■ **Requirement A**
Answer the following questions using the passage on antimicrobial resistance.
(i) In which patients should antibacterial therapy be prescribed?
(ii) What kind of drug is ceftazidime?
(iii) Under the approach of keeping older agents as first-line choices, for what infections are the newer agents reserved?
■ **Requirement B**
Repeat word for word the stretch of the passage on antimicrobial resistance from "Antimicrobial resistance develops" through "maximizes its effectiveness.".

Antimicrobial resistance develops when bacteria are exposed to an antimicrobial agent, and selective pressure favors the growth of the resistant pathogen. To decrease selective pressure, antibacterial therapy should only be prescribed in patients with known or suspected bacterial infections. The risk for resistance can be further reduced by using an antimicrobial agent that has potent activity against the suspected pathogens at the dose and dosing frequency that maximizes its effectiveness.

Historically, several approaches to antibiotic prescribing have been employed to address antimicrobial resistance. One approach is to use a newer more potent antimicrobial in settings where resistance has emerged to an older agent. However, if newer agents are overused or used inappropriately, resistance will invariably develop to the newer drug. For example, since the late 1980s and early 1990s, ceftazidime, a third-generation cephalosporin, has been widely used against gram-negative pathogens, including Pseudomonas. However, indiscriminate use led to decreased activity against gram-negative infections and may have contributed to emergence of potent broad-spectrum [beta]-lactamases among Enterobacter, Citrobacter, Klebsiella, and other gram-negative species (4-7). Another approach to combating resistance is to continue using older agents as first-line choices, in preference to newer, more potent drags, in an effort to preserve the activity of the new drugs. The newer agents are reserved for infections caused by mutated multiresistant strains. However, as resistance continues to increase to the first-line agents, poor outcomes and secondary costs associated with clinical failures increase. By withholding the more potent agents for selected cases, these agents are increasingly compromised by the emergence of mutants selected by the less potent compounds.

Stored data entries

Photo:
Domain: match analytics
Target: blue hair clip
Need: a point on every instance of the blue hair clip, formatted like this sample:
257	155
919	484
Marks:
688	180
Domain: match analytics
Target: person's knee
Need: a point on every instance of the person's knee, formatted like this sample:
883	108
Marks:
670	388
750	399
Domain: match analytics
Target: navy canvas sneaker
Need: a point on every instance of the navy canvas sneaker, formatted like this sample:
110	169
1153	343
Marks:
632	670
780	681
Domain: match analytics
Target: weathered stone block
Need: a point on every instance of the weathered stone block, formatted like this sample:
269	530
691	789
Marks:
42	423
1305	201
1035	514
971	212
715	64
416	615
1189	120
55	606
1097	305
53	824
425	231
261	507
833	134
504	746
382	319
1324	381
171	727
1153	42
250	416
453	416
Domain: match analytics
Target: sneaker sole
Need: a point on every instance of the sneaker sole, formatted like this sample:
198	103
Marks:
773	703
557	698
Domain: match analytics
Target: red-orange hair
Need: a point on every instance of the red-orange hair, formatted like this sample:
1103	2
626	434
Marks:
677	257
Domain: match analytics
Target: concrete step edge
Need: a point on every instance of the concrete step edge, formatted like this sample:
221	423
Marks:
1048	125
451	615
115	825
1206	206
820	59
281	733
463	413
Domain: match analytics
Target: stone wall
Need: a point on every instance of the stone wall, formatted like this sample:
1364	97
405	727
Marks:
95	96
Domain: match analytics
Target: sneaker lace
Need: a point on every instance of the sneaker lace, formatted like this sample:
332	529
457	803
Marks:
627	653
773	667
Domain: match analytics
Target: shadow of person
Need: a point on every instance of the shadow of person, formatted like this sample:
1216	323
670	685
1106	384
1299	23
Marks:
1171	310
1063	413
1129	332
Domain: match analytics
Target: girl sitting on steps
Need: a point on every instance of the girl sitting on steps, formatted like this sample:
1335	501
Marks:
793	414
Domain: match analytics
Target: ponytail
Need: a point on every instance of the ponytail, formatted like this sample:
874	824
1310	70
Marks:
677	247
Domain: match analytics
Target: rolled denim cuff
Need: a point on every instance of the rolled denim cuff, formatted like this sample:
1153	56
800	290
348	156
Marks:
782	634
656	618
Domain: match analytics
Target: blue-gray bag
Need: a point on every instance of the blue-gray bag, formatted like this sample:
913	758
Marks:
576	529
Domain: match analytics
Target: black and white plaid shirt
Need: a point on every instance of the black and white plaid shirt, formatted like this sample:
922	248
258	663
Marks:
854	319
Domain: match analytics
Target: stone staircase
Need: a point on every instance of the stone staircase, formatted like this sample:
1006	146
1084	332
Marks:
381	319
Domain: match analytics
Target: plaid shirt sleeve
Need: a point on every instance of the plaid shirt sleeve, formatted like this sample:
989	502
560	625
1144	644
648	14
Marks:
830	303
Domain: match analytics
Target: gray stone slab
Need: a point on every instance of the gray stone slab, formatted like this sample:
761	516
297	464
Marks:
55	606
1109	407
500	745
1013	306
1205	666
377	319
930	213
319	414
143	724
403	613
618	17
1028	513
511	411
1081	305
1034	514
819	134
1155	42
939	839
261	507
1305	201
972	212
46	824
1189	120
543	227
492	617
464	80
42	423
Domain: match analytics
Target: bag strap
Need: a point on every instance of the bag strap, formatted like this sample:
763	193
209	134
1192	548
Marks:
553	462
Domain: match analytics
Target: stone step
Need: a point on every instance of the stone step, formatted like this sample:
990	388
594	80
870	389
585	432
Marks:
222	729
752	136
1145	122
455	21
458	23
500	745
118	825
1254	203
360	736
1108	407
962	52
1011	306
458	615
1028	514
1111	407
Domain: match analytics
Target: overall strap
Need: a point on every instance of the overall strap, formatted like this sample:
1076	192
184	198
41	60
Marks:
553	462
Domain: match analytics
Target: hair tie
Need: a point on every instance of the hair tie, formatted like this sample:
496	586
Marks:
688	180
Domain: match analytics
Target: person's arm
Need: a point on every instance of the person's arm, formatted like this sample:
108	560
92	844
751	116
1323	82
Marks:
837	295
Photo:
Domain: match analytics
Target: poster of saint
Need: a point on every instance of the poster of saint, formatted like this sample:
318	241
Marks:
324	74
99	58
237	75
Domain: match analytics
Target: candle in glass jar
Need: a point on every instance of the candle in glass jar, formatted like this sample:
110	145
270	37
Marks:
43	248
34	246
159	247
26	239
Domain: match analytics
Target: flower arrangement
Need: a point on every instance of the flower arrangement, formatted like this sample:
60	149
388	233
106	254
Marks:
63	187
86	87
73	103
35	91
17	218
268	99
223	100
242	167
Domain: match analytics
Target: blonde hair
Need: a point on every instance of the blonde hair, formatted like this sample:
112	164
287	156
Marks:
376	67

■ **Your solution A**
(i) Patients with known or suspected bacterial infections.
(ii) A third-generation cephalosporin.
(iii) Infections caused by mutated multiresistant strains.

■ **Your solution B**
Antimicrobial resistance develops when bacteria are exposed to an antimicrobial agent, and selective pressure favors the growth of the resistant pathogen. To decrease selective pressure, antibacterial therapy should only be prescribed in patients with known or suspected bacterial infections. The risk for resistance can be further reduced by using an antimicrobial agent that has potent activity against the suspected pathogens at the dose and dosing frequency that maximizes its effectiveness.